# [WORKING DATA]
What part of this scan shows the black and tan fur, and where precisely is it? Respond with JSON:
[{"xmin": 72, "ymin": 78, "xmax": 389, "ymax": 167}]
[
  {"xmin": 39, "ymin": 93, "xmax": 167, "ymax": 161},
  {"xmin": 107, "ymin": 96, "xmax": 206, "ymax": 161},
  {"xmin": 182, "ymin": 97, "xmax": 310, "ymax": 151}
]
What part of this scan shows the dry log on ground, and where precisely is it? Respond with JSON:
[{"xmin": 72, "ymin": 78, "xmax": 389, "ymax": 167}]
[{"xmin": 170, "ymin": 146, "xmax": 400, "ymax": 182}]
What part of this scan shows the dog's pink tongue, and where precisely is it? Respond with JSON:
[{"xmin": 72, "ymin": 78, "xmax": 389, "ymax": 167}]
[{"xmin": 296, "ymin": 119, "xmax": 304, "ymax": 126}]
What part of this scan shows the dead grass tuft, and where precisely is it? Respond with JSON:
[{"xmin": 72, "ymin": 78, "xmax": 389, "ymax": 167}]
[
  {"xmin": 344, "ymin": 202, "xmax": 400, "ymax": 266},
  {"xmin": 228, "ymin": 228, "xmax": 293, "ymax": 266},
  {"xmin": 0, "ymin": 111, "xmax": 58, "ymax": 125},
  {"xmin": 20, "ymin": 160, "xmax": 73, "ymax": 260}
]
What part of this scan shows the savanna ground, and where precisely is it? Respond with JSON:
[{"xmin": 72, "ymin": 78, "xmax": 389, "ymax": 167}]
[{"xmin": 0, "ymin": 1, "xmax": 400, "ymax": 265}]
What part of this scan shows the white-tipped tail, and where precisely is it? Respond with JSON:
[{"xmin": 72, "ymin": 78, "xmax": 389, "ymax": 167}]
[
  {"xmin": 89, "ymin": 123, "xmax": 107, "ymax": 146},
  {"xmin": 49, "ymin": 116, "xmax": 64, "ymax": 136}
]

# [PROBLEM TO WORK ON]
Rewrite every one of the rows above, requests included. Multiply each bounding-box coordinate in the answers by 2.55 and round it to a whole number, rounding halves up, but leave the requests and their sample JSON as they are.

# [OUTPUT FOR THIS TASK]
What part of this scan shows the black and tan fur, and where precisely is it? Respond with JSON:
[{"xmin": 72, "ymin": 78, "xmax": 389, "ymax": 167}]
[
  {"xmin": 99, "ymin": 237, "xmax": 426, "ymax": 411},
  {"xmin": 273, "ymin": 245, "xmax": 525, "ymax": 411},
  {"xmin": 464, "ymin": 247, "xmax": 791, "ymax": 385}
]
What part of this scan shows the dry log on ground, and where precisely is it? Respond with JSON:
[{"xmin": 72, "ymin": 78, "xmax": 389, "ymax": 167}]
[{"xmin": 434, "ymin": 372, "xmax": 1020, "ymax": 464}]
What part of this scan shows the dog's pink tongue, and where precisely is it? Respond with JSON:
[{"xmin": 72, "ymin": 78, "xmax": 389, "ymax": 167}]
[{"xmin": 755, "ymin": 303, "xmax": 775, "ymax": 321}]
What part of this scan shows the dead grass tuft, and where precisely is it? Respond with JSON:
[{"xmin": 72, "ymin": 78, "xmax": 389, "ymax": 167}]
[
  {"xmin": 877, "ymin": 515, "xmax": 1020, "ymax": 678},
  {"xmin": 581, "ymin": 581, "xmax": 747, "ymax": 678},
  {"xmin": 0, "ymin": 283, "xmax": 148, "ymax": 319},
  {"xmin": 51, "ymin": 408, "xmax": 186, "ymax": 663}
]
What part of this scan shows the savanna ground, and where precisely is it? Respond with JSON:
[{"xmin": 72, "ymin": 78, "xmax": 389, "ymax": 167}]
[{"xmin": 0, "ymin": 3, "xmax": 1020, "ymax": 676}]
What part of this scan shows the white-tipped tail, and where precisely is it? Respond with JSON:
[{"xmin": 72, "ymin": 78, "xmax": 389, "ymax": 167}]
[
  {"xmin": 227, "ymin": 314, "xmax": 273, "ymax": 372},
  {"xmin": 125, "ymin": 296, "xmax": 163, "ymax": 347}
]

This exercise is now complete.